**Task**
Only lines containing the word "below" belong in the answer; copy each one from the records.

Image point grounding data
---------------

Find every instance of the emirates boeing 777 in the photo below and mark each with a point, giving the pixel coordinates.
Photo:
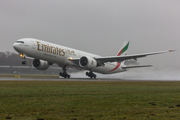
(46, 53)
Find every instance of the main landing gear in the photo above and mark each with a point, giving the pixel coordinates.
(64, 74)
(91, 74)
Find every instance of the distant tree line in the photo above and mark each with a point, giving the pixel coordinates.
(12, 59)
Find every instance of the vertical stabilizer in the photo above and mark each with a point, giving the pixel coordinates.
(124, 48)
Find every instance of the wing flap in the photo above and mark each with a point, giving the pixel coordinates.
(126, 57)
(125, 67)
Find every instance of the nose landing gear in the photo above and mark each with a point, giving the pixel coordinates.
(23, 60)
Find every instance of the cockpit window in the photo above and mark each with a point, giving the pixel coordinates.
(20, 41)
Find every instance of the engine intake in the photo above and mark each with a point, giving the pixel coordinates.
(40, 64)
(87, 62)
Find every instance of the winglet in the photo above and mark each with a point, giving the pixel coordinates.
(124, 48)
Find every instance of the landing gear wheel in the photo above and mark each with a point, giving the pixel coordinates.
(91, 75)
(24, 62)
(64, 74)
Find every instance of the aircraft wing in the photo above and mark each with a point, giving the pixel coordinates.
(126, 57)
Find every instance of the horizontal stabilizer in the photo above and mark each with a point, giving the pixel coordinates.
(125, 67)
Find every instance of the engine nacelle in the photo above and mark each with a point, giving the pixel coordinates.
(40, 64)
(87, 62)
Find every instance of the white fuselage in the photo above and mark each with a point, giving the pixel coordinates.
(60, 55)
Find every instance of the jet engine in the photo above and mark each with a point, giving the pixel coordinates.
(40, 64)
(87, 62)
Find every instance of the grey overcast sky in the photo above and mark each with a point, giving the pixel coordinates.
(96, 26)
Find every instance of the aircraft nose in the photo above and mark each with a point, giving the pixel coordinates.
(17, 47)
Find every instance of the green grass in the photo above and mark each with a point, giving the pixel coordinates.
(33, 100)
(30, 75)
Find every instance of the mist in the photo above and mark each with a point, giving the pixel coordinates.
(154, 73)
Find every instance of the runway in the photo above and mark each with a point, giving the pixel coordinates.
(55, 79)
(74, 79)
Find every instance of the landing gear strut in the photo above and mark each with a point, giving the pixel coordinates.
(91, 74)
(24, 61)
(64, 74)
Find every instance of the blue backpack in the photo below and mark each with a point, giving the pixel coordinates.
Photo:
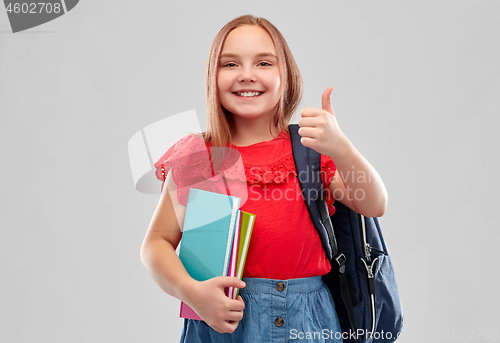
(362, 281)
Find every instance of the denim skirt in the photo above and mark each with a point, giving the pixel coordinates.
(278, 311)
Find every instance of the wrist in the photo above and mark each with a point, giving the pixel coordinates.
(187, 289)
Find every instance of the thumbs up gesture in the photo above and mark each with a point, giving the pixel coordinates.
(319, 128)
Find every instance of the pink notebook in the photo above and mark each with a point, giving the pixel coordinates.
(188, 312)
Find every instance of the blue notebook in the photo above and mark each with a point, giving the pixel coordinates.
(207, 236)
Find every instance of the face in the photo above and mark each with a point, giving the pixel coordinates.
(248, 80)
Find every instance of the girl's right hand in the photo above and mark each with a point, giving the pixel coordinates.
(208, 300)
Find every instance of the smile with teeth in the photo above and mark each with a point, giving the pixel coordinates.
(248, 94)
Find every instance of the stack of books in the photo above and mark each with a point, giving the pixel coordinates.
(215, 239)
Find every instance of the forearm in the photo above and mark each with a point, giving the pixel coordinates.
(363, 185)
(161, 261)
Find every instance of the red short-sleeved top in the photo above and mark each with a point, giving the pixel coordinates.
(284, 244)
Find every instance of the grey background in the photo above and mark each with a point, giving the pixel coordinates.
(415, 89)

---------------

**Answer area**
Find every instance of the emirates boeing 777 in the photo below and mark each with a point, giving the pixel coordinates.
Find every instance of the blue backpack in the photo below and mark each with a point, giving the pixel coordinates.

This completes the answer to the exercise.